◆ Given exercise 1:
Count the lines of the records that contain the word "column", and give only that number.

◆ Source passage:
Security Headers on the Top 1,000,000 Websites

I would like to share with you all the results of my scan and review of the Alexa Top 1,000,000 Sites HTTP response headers as they relate to security. I was mostly curious about which sites were using Content Security Policy (CSP) but ended up becoming more interested in all of the various modern day security headers that sites specify. The results were pretty impressive and I certainly learned a lot from it.

The Test Environment

To gather a legitimately sized sample set, I decided to send HTTP and HTTPS requests to every site in the Alexa Top 1,000,000 Sites list. I followed redirects to their final destination but did not crawl any additional pages outside of the first non-redirect page returned. I decided to use Python’s asynchronous event API gevent along with Kyoto Cabinet as my data store. By splitting my request workers into three processes, each handling about 2000 concurrent requests, I was able to scan and store the results of the entire Alexa list in three to four hours. Out of the one million sites in the list, I was able to gather a total of 1,253,735 valid responses.

◆ Given exercise 2:
Answer these questions using the article on security headers above:
(a) Which list of sites was scanned?
(b) What was used as the data store?
(c) How many valid responses were gathered in total?

◆ Data extract:
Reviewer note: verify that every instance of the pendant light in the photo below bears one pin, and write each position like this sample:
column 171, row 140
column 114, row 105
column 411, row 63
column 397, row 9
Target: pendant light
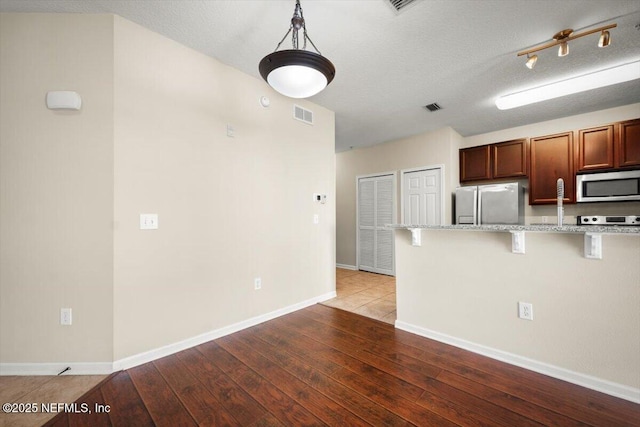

◆ Written answer 1:
4

◆ Written answer 2:
(a) The Alexa Top 1,000,000 Sites list
(b) Kyoto Cabinet
(c) 1,253,735